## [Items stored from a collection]
begin

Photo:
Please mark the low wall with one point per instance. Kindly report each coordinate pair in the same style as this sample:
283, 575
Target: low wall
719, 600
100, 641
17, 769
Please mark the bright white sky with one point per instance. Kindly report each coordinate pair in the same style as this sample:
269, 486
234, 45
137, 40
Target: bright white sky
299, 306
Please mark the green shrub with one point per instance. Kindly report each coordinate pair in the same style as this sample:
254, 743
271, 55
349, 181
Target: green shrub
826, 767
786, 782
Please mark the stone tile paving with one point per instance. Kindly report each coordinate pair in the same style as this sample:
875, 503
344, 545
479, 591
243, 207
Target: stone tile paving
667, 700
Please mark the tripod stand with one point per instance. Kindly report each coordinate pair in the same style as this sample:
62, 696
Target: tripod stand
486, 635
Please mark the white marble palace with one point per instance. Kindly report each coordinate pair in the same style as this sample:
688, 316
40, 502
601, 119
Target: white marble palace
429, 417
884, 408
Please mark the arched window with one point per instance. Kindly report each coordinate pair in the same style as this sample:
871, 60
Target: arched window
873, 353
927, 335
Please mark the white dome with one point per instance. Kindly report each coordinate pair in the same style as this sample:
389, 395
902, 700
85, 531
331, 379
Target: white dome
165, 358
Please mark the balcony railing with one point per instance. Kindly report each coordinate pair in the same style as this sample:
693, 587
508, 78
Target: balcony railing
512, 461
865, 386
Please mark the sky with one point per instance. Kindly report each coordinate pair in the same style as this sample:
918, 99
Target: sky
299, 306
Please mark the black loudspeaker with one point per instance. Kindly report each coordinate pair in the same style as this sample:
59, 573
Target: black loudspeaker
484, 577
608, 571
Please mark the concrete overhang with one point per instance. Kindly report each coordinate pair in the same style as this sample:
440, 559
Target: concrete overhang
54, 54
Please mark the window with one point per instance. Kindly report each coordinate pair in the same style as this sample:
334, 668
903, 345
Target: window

end

## [DIRECTION]
Convert every line of the material into a Markdown table with the columns "Row" and "Line", numbering each row and omitting blank lines.

## [WRITTEN ANSWER]
| Row | Line |
|---|---|
| 1 | Photo: |
| 2 | Please mark the low wall with one point per instance. Kindly report each coordinate pair in the same style as this sample: |
| 3 | 283, 575 |
| 4 | Target: low wall |
| 5 | 719, 600 |
| 6 | 100, 641 |
| 7 | 17, 769 |
| 8 | Please mark the bright white sky with one point per instance. Kindly report each coordinate pair in the same style as this sample: |
| 9 | 269, 486 |
| 10 | 234, 45 |
| 11 | 137, 40 |
| 12 | Target: bright white sky |
| 13 | 299, 306 |
| 14 | Please mark the green shrub with one point per instance. Kindly report each coordinate pair in the same style as this sample: |
| 15 | 254, 743 |
| 16 | 271, 55 |
| 17 | 349, 181 |
| 18 | Target: green shrub |
| 19 | 826, 767 |
| 20 | 786, 782 |
| 21 | Please mark the stone tile paving with one point per instance. Kindly report each coordinate pair in the same style as this sample: |
| 22 | 875, 503 |
| 23 | 344, 545 |
| 24 | 479, 591 |
| 25 | 243, 207 |
| 26 | Target: stone tile paving |
| 27 | 667, 700 |
| 28 | Please mark the tripod stand with one point per instance. Kindly report each coordinate pair in the same style as this sample: |
| 29 | 62, 696 |
| 30 | Target: tripod stand |
| 31 | 486, 635 |
| 32 | Please mark the white marble palace with one point per instance. Kindly report each coordinate pair in the same style as this sample: |
| 33 | 688, 316 |
| 34 | 40, 502 |
| 35 | 601, 119 |
| 36 | Target: white marble palace |
| 37 | 429, 417 |
| 38 | 884, 408 |
| 39 | Please mark the arched window with one point per instance. Kindly report each coordinate pair in the same style as this sample: |
| 40 | 871, 60 |
| 41 | Target: arched window |
| 42 | 873, 353 |
| 43 | 927, 335 |
| 44 | Please mark the white dome with one point per instance. Kindly report each coordinate pair in the same style as this sample: |
| 45 | 389, 395 |
| 46 | 902, 700 |
| 47 | 85, 531 |
| 48 | 331, 379 |
| 49 | Target: white dome |
| 50 | 165, 358 |
| 51 | Please mark the balcony railing with one point per instance. Kindly report each coordinate pair in the same style as this sample: |
| 52 | 693, 587 |
| 53 | 508, 78 |
| 54 | Target: balcony railing |
| 55 | 512, 461 |
| 56 | 865, 386 |
| 57 | Please mark the sky with one point per instance. Kindly report each coordinate pair in the same style as this sample: |
| 58 | 918, 99 |
| 59 | Target: sky |
| 60 | 299, 306 |
| 61 | Please mark the black loudspeaker with one point per instance. Kindly report each coordinate pair in the same style as this sample: |
| 62 | 59, 573 |
| 63 | Target: black loudspeaker |
| 64 | 484, 577 |
| 65 | 608, 571 |
| 66 | Please mark the concrete overhang with one point per instance. Kindly report each coordinate pair in the same style as this sample: |
| 67 | 440, 559 |
| 68 | Target: concrete overhang |
| 69 | 54, 54 |
| 70 | Please mark the window with one point per instance. Kindly report each coordinate pair in the same style as this sample: |
| 71 | 334, 668 |
| 72 | 903, 345 |
| 73 | Target: window |